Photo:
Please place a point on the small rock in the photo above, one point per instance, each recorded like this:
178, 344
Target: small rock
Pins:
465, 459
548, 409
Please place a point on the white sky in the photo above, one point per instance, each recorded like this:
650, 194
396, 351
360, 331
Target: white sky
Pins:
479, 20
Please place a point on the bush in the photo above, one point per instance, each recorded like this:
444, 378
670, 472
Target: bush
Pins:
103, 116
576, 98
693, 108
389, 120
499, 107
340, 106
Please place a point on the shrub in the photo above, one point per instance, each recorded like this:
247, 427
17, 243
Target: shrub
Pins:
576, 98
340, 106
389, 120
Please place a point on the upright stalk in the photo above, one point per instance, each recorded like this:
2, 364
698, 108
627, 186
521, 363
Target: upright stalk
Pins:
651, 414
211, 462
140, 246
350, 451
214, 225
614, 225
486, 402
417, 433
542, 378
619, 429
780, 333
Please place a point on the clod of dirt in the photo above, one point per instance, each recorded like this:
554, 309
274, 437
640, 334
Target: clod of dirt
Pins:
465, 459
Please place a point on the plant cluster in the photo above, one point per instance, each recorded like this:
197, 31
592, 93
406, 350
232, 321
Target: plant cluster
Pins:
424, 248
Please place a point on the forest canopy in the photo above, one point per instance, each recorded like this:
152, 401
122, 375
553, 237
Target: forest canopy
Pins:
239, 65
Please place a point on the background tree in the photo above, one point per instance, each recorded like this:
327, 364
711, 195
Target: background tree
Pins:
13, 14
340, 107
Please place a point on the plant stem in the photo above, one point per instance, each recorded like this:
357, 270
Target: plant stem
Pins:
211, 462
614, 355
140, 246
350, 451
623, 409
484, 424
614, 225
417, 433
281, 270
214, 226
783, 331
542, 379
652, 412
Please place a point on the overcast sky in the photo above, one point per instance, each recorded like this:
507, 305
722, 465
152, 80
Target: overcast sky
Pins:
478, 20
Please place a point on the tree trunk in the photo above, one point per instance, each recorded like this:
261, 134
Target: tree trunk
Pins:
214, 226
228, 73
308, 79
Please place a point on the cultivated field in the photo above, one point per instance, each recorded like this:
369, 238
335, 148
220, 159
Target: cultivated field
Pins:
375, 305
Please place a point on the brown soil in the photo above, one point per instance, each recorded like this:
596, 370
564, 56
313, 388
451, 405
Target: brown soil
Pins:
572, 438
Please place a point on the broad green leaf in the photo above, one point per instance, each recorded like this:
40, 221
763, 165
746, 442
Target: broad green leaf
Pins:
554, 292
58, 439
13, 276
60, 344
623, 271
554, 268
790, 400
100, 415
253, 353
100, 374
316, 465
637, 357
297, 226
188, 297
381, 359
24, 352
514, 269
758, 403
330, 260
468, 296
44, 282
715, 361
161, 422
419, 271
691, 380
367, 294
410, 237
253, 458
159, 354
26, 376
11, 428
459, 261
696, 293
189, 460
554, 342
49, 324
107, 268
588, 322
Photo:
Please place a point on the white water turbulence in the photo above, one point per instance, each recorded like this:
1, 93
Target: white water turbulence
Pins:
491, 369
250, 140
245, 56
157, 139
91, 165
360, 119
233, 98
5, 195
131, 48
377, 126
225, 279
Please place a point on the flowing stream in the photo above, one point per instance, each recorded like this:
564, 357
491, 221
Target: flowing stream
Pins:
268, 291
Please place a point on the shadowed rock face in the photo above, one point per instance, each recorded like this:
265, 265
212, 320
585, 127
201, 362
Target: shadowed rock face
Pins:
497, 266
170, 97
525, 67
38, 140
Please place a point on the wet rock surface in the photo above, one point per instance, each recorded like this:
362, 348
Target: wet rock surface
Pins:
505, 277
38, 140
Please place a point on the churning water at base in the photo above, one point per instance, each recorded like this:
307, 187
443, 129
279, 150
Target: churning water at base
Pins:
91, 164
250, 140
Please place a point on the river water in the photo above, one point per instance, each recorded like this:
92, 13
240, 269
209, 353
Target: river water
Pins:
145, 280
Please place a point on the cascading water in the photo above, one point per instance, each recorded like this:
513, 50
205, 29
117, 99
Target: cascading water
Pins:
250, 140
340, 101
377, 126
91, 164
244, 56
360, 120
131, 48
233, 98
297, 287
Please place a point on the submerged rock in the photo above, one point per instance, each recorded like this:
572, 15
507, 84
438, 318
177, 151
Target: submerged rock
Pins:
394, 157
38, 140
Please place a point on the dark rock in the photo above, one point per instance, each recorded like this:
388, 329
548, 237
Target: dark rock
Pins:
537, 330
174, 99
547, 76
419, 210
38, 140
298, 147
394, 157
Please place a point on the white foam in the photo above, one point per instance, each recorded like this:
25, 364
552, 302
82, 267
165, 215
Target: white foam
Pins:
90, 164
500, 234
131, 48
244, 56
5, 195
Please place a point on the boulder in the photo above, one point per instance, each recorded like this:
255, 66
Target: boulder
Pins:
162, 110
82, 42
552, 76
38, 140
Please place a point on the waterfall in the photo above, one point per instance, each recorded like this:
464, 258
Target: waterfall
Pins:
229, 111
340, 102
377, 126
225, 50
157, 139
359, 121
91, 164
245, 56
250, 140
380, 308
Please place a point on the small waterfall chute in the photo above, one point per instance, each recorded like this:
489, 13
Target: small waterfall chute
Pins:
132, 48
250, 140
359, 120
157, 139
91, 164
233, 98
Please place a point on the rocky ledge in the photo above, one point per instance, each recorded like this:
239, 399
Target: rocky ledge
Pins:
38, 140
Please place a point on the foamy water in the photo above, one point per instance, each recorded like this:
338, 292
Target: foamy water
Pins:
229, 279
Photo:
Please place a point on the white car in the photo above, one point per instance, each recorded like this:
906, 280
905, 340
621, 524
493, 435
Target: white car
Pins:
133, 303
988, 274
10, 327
--
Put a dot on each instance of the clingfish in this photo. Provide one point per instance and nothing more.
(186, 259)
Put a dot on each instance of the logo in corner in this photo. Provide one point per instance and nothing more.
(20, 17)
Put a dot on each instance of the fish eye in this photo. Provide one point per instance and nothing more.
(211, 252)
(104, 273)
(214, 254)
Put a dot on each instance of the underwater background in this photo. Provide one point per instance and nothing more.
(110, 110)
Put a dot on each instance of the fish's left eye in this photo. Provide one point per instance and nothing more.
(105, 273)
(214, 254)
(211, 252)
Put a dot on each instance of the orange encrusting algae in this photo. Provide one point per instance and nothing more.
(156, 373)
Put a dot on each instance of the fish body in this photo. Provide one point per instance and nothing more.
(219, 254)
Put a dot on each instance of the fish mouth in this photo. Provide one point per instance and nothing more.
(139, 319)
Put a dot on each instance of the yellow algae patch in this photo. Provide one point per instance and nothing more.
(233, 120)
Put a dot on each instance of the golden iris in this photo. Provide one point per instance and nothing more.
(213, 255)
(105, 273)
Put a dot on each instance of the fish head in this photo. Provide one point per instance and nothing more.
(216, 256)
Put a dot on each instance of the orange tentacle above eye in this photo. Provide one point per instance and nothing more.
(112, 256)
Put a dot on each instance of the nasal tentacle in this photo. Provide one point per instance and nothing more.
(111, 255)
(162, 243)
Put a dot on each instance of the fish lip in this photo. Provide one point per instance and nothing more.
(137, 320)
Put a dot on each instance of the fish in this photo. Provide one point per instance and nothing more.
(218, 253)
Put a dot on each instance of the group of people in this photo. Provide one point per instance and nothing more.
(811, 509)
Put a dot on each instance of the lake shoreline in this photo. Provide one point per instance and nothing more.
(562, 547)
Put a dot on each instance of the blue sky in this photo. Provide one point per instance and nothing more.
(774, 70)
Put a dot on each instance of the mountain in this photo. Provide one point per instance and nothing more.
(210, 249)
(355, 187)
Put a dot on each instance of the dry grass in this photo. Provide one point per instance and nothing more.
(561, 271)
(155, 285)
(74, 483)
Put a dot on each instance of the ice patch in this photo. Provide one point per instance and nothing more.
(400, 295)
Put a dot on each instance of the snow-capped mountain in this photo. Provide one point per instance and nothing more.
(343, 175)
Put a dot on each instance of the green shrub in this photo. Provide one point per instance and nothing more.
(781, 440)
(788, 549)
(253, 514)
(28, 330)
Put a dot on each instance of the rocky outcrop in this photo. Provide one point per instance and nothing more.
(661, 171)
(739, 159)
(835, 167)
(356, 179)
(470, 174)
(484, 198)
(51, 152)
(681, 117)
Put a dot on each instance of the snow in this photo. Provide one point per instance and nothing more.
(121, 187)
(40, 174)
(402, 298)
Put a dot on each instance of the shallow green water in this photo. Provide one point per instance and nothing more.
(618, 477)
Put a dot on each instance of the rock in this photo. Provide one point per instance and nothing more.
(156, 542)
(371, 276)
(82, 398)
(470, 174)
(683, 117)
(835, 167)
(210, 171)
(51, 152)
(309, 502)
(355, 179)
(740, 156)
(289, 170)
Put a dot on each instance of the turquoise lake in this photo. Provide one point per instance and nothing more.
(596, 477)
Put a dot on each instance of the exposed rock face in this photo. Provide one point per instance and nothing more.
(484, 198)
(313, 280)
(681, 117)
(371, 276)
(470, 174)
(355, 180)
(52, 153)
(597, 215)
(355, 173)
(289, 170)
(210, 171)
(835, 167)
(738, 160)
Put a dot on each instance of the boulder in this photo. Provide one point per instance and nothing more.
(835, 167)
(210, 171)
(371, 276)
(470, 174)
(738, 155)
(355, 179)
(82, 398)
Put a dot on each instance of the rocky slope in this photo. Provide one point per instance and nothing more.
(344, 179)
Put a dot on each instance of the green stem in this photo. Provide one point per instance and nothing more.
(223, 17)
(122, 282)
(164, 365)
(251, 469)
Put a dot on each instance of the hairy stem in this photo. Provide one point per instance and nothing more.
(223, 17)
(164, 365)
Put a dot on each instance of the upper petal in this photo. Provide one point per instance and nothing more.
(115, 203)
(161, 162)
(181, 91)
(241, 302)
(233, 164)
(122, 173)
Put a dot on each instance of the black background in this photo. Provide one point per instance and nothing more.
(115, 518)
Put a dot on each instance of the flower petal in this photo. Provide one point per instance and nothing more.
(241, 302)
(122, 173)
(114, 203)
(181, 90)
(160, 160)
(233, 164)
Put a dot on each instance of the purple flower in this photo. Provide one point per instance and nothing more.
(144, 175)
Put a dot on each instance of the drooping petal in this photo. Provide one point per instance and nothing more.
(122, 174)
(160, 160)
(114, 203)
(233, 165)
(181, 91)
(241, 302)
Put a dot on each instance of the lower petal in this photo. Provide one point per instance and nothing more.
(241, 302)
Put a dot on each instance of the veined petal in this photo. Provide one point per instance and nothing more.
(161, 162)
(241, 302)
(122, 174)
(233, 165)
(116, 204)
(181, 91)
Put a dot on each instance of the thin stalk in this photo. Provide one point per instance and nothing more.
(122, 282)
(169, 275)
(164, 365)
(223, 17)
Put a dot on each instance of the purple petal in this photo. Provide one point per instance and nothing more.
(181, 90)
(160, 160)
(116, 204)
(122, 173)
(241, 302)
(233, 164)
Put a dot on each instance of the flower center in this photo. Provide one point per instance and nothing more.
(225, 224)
==
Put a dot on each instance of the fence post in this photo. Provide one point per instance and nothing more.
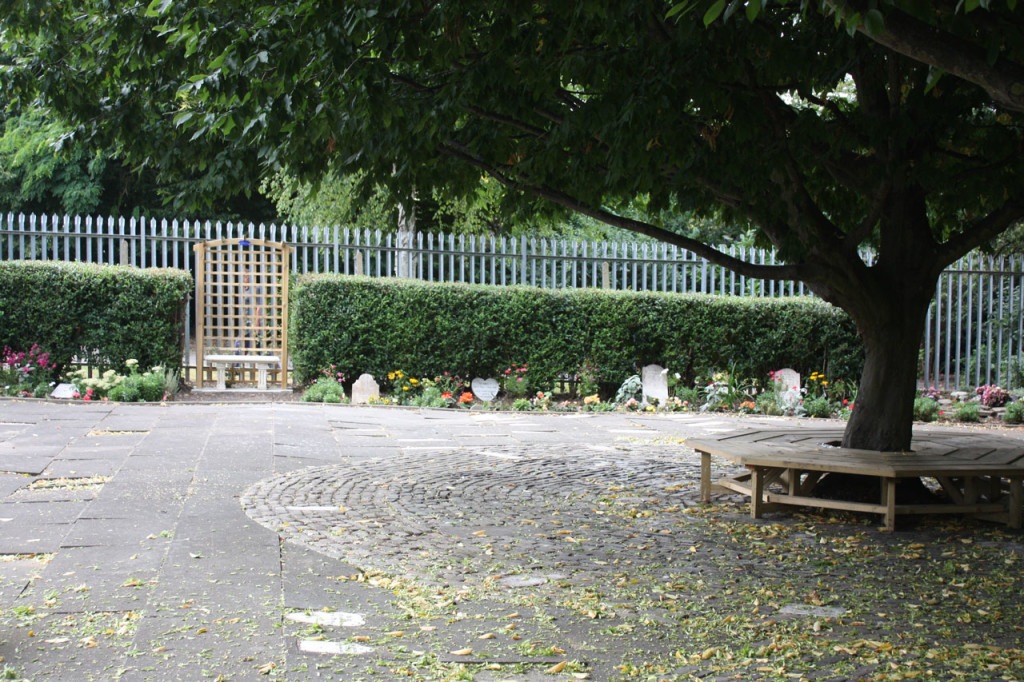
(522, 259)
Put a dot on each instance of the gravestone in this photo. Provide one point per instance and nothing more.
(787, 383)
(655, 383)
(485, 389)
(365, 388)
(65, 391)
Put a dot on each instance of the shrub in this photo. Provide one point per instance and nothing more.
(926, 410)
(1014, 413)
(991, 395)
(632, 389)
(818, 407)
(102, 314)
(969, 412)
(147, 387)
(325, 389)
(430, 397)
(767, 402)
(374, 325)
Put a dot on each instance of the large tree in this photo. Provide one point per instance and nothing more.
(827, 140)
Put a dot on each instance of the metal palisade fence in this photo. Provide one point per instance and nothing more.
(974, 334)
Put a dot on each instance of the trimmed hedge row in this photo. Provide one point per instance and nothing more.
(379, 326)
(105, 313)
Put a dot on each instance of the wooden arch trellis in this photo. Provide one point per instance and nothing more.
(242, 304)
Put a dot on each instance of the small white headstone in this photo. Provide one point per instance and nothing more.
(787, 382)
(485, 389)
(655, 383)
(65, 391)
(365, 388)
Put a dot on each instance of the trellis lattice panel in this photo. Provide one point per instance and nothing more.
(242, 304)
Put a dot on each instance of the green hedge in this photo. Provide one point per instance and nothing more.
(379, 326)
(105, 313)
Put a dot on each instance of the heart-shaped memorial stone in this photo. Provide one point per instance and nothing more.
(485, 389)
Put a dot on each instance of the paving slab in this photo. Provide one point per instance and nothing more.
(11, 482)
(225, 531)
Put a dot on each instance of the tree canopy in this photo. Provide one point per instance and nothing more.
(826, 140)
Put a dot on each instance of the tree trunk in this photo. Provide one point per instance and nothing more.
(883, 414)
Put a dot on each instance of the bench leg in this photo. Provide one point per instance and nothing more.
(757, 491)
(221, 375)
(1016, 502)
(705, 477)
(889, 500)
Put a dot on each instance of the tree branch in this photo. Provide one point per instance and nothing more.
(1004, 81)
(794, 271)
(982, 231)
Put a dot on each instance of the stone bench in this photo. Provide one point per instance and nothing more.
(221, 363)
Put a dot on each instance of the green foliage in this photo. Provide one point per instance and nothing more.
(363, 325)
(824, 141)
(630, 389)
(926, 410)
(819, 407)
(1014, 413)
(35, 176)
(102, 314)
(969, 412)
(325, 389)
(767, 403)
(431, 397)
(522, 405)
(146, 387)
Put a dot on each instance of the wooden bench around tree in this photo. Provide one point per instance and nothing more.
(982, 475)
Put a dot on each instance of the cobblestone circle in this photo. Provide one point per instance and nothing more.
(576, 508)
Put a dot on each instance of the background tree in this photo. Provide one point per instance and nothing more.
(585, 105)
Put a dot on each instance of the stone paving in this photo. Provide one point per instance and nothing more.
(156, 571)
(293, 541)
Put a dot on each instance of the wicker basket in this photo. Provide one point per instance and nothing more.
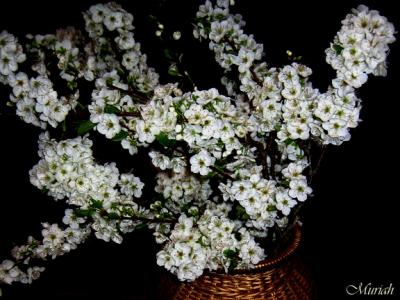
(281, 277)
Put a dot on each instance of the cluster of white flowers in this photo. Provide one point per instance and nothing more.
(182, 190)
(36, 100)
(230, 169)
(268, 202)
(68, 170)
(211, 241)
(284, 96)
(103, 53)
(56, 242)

**GESTELLTE AUFGABE**
Gib bitte alle Zeilen von oben zurück, in denen die Zeichenfolge „purple“ vorkommt. Groß- und Kleinschreibung ist dabei zu beachten.

**SCHRIFTLICHE ANTWORT**
Put a dot on each instance of the purple flower in this photo. Provide one point per instance and nothing more.
Put a dot on each instance of the purple petal in this photo. Provide one point per instance and nothing more.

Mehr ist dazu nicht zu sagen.